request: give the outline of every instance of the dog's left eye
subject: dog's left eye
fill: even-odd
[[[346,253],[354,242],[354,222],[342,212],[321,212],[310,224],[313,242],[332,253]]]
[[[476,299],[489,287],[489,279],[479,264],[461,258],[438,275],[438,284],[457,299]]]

==

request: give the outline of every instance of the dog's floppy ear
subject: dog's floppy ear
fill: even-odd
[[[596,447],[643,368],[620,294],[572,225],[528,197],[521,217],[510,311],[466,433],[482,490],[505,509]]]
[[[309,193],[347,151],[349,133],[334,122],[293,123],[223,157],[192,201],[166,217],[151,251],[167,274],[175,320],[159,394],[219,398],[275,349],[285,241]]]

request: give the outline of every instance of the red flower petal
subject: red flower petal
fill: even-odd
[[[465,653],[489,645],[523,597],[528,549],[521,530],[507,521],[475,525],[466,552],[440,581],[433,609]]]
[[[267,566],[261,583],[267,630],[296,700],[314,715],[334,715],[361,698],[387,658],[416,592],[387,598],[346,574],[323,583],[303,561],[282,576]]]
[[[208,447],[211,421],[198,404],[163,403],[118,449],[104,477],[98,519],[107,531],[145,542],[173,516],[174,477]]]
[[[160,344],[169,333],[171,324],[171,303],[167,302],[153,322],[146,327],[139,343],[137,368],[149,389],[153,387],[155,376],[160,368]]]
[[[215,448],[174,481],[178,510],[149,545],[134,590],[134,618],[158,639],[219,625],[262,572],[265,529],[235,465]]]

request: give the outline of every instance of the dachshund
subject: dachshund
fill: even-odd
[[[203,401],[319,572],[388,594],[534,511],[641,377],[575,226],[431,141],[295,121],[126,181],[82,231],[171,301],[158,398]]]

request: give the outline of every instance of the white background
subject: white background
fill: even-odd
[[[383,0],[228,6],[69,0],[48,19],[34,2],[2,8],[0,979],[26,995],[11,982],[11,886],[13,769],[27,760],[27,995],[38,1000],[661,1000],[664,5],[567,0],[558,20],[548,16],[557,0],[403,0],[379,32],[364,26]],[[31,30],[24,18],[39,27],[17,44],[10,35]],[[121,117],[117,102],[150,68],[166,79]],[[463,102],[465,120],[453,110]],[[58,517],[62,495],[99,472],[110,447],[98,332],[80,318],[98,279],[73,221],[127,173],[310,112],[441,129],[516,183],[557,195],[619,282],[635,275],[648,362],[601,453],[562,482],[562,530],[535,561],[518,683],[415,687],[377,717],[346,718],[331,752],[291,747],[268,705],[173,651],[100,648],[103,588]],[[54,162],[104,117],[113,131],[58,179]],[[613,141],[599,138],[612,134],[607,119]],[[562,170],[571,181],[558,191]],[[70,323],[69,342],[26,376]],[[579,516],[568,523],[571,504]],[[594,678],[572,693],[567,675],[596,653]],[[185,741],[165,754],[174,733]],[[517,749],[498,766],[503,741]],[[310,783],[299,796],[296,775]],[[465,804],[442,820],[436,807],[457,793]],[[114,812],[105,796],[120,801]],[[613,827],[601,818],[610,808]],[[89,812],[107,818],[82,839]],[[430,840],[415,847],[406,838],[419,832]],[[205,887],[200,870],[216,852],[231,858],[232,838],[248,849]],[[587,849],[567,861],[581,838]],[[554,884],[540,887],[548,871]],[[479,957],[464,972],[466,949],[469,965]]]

[Work item] Repeat exactly the lines of the listing above, from the one with "request: give the outline of every instance of the red" down to the one with "subject: dachshund"; both of those lines belong in the range.

[Exercise result]
request: give the outline of every instance of the red flower petal
subject: red flower petal
fill: even-odd
[[[465,653],[489,645],[523,597],[528,549],[521,530],[507,521],[475,525],[466,552],[440,581],[433,609]]]
[[[267,566],[261,583],[267,630],[296,700],[314,715],[334,715],[361,698],[387,658],[416,592],[387,598],[346,574],[323,583],[303,561],[282,576]]]
[[[208,447],[211,421],[198,404],[163,403],[118,449],[104,477],[98,519],[107,531],[145,542],[173,516],[174,477]]]
[[[160,344],[169,333],[171,324],[171,303],[167,302],[153,322],[146,327],[139,343],[137,368],[149,389],[153,387],[155,376],[160,368]]]
[[[215,448],[174,481],[178,510],[149,545],[134,590],[134,618],[158,639],[219,625],[262,572],[265,529],[235,465]]]

request: give the outline of every instance of the dachshund
subject: dachshund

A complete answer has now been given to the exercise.